What this task involves:
Copy exactly the lines from the one containing "Could you put a marker on the pale" through the last line of the records below, including both, and leave out any pictures.
* * * *
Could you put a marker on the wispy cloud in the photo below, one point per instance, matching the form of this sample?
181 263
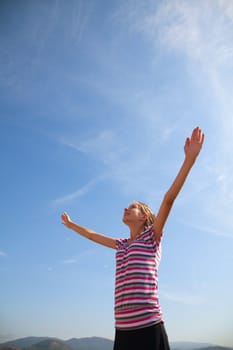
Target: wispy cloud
183 298
69 261
3 254
201 33
68 198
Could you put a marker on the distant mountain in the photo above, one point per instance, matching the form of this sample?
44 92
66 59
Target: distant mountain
93 343
50 344
184 345
24 342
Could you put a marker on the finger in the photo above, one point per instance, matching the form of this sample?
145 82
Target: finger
202 138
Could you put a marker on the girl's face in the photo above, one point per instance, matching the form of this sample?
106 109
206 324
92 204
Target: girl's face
133 214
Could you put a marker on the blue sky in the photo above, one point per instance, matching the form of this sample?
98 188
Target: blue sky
96 100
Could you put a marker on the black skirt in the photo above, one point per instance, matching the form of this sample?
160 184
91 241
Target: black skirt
148 338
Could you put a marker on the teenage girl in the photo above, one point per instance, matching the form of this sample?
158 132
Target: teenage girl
138 317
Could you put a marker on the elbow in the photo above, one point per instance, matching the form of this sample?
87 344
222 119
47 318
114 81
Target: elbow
169 199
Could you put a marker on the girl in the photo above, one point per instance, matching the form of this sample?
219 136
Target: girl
138 317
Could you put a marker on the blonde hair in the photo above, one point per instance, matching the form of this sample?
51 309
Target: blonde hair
148 212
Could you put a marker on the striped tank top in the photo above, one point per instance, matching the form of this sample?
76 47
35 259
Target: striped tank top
136 286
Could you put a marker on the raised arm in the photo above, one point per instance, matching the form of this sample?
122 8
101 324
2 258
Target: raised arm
87 233
192 148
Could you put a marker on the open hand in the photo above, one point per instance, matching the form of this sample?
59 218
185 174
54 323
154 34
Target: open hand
194 144
66 220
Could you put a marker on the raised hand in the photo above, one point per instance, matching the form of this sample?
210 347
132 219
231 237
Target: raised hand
66 220
194 144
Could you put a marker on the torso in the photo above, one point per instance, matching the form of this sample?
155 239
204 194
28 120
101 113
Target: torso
136 286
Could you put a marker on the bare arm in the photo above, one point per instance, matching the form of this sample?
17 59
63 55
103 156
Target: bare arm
87 233
192 148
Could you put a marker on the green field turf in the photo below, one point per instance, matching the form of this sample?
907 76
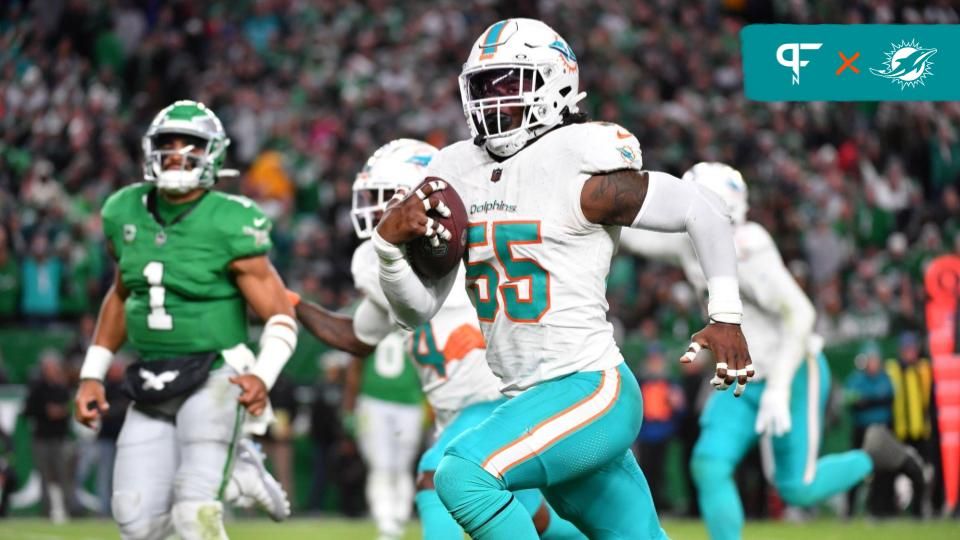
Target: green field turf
335 529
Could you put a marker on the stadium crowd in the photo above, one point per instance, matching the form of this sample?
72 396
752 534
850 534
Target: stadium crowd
859 196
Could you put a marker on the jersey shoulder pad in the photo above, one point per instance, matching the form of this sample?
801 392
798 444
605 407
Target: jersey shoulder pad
453 160
124 208
126 199
601 147
243 225
751 239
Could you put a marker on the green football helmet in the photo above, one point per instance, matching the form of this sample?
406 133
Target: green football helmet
199 126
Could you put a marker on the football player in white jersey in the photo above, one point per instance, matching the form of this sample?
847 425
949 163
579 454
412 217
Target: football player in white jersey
546 195
786 406
448 351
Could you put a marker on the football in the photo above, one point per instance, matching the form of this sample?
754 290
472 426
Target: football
434 262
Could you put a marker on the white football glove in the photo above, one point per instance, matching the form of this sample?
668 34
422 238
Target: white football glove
773 417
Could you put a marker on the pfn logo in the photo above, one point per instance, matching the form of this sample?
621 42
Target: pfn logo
794 62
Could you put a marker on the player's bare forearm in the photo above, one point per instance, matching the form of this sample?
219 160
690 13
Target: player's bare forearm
262 287
334 329
614 198
111 330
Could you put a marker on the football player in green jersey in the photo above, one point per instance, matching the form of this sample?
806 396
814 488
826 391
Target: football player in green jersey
189 260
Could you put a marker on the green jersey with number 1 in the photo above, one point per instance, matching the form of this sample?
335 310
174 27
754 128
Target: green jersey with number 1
183 297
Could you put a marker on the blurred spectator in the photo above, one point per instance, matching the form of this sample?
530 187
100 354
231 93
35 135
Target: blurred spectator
326 430
41 282
869 394
696 390
48 406
912 379
663 404
9 280
8 475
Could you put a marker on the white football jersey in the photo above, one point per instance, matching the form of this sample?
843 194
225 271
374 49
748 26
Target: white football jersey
536 268
765 283
448 351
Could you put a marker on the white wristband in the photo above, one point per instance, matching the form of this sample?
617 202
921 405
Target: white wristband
277 343
96 363
724 303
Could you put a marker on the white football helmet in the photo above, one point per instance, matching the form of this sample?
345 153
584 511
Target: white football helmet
519 63
195 122
726 182
399 164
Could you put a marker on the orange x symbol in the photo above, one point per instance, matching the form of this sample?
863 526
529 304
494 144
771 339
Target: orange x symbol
848 62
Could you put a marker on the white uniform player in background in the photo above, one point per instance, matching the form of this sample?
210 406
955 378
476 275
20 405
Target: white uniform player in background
448 351
785 407
546 194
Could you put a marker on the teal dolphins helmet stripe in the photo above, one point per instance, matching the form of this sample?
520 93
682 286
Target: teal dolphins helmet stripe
492 40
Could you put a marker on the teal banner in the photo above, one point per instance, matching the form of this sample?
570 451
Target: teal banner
851 62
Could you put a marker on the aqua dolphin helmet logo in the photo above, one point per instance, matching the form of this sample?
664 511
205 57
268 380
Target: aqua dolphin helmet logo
907 64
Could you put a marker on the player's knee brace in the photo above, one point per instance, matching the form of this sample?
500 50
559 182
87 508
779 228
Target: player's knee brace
133 522
472 495
199 520
707 470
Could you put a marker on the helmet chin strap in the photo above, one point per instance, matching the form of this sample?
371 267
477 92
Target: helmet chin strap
178 182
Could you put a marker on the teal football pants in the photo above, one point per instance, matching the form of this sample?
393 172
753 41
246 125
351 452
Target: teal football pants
436 521
570 437
727 433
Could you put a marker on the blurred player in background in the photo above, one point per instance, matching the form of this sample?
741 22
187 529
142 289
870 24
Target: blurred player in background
383 409
189 261
547 194
449 352
786 407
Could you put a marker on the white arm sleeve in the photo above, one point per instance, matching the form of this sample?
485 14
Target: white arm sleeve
672 205
371 322
412 300
666 247
769 284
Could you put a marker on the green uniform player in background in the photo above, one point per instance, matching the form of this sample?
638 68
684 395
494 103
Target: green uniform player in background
189 261
384 402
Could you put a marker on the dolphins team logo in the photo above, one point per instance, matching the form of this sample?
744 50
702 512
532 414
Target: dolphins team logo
907 64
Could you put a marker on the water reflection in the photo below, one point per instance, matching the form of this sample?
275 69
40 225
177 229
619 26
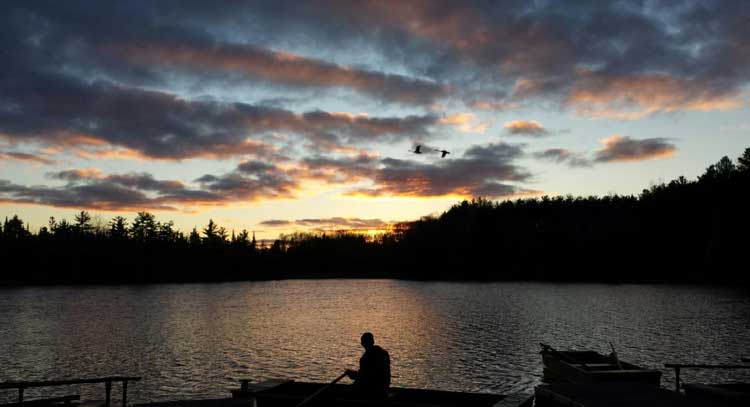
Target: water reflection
197 340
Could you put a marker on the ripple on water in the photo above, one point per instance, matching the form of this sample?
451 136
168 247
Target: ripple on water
197 340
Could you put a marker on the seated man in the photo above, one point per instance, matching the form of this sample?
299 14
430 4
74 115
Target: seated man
374 376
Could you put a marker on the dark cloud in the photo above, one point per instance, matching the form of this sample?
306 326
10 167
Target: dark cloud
60 109
621 148
90 189
338 169
481 171
561 155
598 58
18 156
251 181
284 68
93 195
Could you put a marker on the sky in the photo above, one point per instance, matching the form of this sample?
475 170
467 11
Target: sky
276 116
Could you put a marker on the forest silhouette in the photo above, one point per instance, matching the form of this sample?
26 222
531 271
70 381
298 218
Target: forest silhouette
687 231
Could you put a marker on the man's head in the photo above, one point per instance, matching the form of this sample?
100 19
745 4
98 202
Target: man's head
368 341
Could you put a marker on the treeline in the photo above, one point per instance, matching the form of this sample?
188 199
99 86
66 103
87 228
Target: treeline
681 231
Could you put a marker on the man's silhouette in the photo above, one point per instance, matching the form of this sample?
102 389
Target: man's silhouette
374 376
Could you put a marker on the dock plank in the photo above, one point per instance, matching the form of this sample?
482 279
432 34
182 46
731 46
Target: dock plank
622 395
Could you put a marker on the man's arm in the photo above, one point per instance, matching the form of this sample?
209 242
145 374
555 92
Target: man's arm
352 374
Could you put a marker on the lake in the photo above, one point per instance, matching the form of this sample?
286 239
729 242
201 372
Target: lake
197 340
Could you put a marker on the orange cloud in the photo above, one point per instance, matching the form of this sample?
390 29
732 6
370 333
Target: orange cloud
619 148
637 96
526 127
465 122
16 156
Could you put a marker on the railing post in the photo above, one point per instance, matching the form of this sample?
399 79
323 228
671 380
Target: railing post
108 392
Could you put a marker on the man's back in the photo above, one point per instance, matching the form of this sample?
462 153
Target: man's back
374 376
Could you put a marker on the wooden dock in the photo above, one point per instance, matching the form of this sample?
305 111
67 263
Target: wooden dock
620 395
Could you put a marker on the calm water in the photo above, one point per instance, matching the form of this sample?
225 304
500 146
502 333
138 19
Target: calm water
197 340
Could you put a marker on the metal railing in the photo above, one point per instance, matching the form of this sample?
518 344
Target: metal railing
21 386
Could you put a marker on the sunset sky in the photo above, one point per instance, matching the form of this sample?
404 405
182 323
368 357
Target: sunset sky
277 116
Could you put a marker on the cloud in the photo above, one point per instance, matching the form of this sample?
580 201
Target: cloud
89 188
465 122
337 169
18 156
62 110
327 224
561 155
637 96
284 68
483 170
530 128
620 148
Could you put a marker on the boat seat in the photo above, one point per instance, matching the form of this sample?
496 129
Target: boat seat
597 365
66 400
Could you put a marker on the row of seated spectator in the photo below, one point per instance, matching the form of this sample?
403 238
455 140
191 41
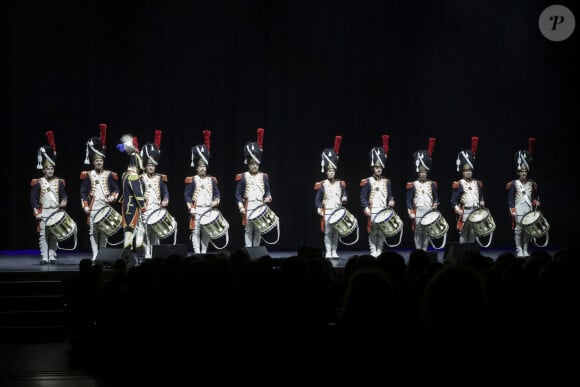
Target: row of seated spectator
173 313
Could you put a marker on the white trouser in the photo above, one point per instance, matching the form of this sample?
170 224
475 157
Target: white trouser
521 238
421 237
46 241
466 235
252 235
97 238
199 237
330 237
376 240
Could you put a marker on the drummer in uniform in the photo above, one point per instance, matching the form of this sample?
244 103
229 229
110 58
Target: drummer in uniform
201 193
422 195
47 196
99 187
330 196
467 193
132 197
376 195
522 197
252 189
154 189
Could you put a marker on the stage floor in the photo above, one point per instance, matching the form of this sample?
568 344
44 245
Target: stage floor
29 260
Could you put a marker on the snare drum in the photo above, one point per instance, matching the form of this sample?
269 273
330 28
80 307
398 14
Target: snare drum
108 220
213 223
161 222
534 224
481 222
61 225
388 221
263 218
342 221
434 224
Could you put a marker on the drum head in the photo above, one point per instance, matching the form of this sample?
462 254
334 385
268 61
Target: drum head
102 214
336 215
55 218
209 217
531 217
383 215
478 215
257 212
156 216
430 218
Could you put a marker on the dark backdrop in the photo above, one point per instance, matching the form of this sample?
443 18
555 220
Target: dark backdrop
305 71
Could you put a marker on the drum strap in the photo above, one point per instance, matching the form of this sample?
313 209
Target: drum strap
46 186
192 222
245 216
460 222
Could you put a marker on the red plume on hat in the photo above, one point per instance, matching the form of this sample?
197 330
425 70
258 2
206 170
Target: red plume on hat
260 138
337 141
158 139
474 142
531 145
385 138
103 131
431 146
206 138
50 137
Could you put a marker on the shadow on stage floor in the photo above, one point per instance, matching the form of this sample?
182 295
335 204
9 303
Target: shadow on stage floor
29 260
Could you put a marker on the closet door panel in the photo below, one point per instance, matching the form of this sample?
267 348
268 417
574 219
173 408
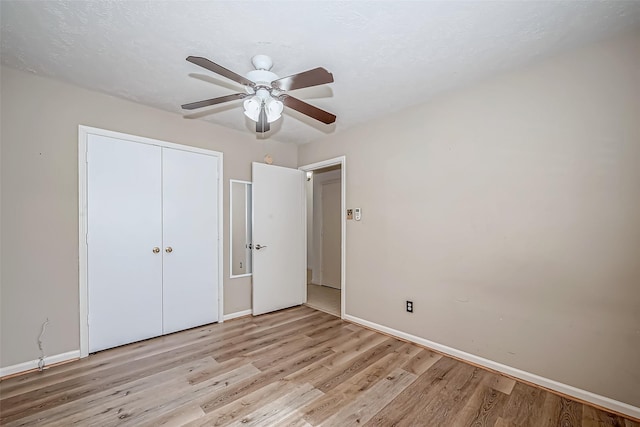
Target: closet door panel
124 225
190 229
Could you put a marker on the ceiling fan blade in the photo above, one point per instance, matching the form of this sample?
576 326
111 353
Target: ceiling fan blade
214 101
315 77
218 69
262 125
308 109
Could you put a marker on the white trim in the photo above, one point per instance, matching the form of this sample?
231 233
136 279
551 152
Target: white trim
83 134
342 161
587 396
237 314
33 364
246 225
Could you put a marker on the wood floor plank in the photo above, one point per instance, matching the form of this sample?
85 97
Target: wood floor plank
450 399
482 409
296 367
417 394
343 394
276 411
106 400
421 362
592 417
359 363
361 410
524 407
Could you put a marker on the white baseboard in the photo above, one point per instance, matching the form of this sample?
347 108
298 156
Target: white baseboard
587 396
237 314
33 364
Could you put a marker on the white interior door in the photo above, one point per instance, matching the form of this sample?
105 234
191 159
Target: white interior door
190 239
124 225
279 267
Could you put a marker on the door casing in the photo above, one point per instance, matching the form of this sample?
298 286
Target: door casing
342 161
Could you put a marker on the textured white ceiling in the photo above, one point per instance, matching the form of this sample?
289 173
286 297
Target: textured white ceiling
384 55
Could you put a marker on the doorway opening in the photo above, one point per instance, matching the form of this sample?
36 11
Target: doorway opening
325 236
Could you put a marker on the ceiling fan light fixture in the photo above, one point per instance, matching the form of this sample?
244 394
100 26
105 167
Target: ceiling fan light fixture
274 109
252 108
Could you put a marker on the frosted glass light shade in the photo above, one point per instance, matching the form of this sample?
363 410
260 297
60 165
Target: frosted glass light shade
252 108
273 108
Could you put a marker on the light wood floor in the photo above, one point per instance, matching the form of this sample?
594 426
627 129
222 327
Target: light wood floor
296 367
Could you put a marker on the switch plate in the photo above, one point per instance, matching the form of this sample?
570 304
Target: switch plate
409 306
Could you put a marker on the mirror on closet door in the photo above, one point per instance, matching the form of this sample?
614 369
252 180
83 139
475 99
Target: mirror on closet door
240 226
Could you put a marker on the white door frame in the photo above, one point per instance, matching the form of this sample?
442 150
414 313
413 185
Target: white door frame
342 161
83 135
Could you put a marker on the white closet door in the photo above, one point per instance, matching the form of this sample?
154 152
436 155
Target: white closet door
124 223
190 217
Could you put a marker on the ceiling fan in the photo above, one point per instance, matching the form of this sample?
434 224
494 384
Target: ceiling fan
266 92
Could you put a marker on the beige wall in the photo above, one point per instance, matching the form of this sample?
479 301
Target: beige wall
39 135
509 212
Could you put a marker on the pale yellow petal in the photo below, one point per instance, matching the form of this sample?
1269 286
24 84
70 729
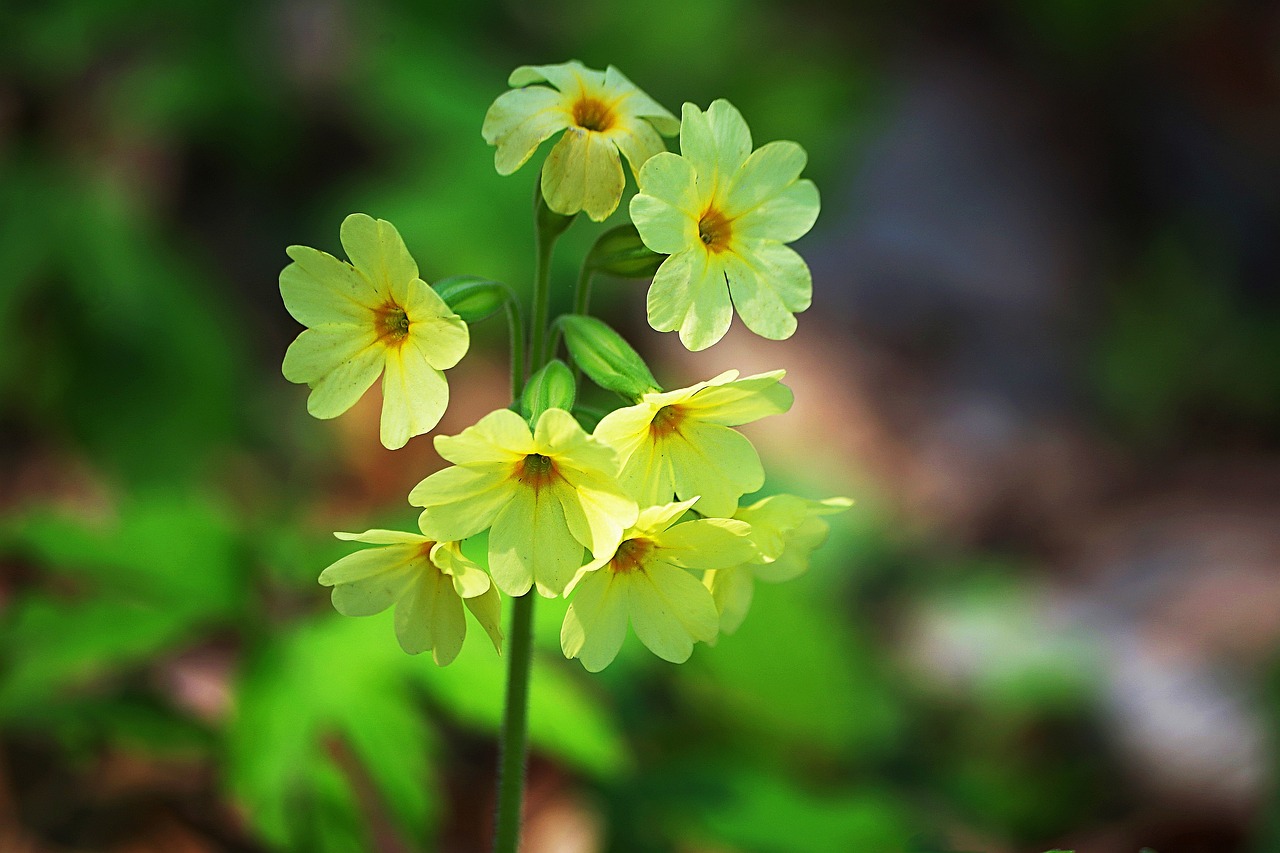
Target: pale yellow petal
597 620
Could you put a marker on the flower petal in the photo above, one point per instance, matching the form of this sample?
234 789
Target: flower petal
583 172
378 251
415 396
670 609
520 121
319 290
597 620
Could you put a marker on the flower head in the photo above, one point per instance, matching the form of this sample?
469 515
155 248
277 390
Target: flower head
786 530
426 580
602 113
366 318
723 214
645 580
681 443
545 493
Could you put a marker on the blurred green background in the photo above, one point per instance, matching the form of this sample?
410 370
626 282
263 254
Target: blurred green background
1043 356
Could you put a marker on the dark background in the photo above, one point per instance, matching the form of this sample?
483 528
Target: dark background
1043 356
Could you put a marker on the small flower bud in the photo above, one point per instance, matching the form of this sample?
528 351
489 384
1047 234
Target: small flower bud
606 357
552 387
621 252
472 297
* * * *
Written response:
Could you put a marker on the pale yellow petal in the photo below, one point per instance, matching the form of this sample?
1269 286
24 84
70 729
Target: pale yellow petal
597 620
Could you put a marker on the flower petal in the photo above, one point per instance, matching the form of this sample?
234 789
Target: flower petal
583 172
378 251
415 396
670 609
520 121
319 290
597 620
Could you put a marker on the flower head in the photo above, one point per instance, matching the form of this sample?
469 515
155 248
277 390
Target: flower head
786 530
426 580
602 113
366 318
723 214
645 580
681 443
545 493
Could you put a marker on the blurred green background in the photo above, one point per instance, matching the form of this sample?
410 370
626 282
263 254
Target: blurred green background
1043 356
Could you put a marker on the dark background in the photo above, one point per instance, matching the form of this sample?
483 528
Target: dark background
1043 356
Could you put a marker on the small flower bud in the photo above, one point per instance, matching the form of this sample?
528 351
489 384
1047 234
Target: small flower bud
606 357
552 387
621 252
472 297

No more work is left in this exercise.